PROBLEM STATEMENT: Count the lines of the material that contain the string "shed", where case must match. Give only the number.

====== GIVEN RECORDS

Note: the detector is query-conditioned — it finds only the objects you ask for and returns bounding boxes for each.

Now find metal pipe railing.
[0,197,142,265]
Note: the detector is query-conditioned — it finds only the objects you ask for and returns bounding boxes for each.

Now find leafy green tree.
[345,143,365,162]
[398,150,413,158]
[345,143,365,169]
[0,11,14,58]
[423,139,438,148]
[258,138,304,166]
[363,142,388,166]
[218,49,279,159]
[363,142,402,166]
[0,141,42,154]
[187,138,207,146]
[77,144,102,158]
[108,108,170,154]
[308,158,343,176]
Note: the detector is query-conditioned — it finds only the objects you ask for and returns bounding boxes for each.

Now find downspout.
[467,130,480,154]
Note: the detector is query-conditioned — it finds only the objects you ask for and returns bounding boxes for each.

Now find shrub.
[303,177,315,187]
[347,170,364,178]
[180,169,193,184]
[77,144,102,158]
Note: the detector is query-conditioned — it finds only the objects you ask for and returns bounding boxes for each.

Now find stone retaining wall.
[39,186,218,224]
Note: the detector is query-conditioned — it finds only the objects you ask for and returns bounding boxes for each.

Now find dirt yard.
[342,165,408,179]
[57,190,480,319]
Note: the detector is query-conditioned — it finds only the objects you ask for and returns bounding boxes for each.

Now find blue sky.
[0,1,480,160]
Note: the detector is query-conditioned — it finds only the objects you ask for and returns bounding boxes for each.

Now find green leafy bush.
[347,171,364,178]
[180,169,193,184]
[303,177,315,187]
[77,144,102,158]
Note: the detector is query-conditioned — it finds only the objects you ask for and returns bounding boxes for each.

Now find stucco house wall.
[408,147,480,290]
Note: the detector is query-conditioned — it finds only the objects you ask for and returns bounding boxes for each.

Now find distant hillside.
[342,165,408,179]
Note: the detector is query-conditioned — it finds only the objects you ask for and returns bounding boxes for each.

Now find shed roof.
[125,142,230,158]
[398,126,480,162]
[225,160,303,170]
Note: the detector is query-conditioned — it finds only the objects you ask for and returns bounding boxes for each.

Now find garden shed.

============

WRITTEN SOLUTION: 2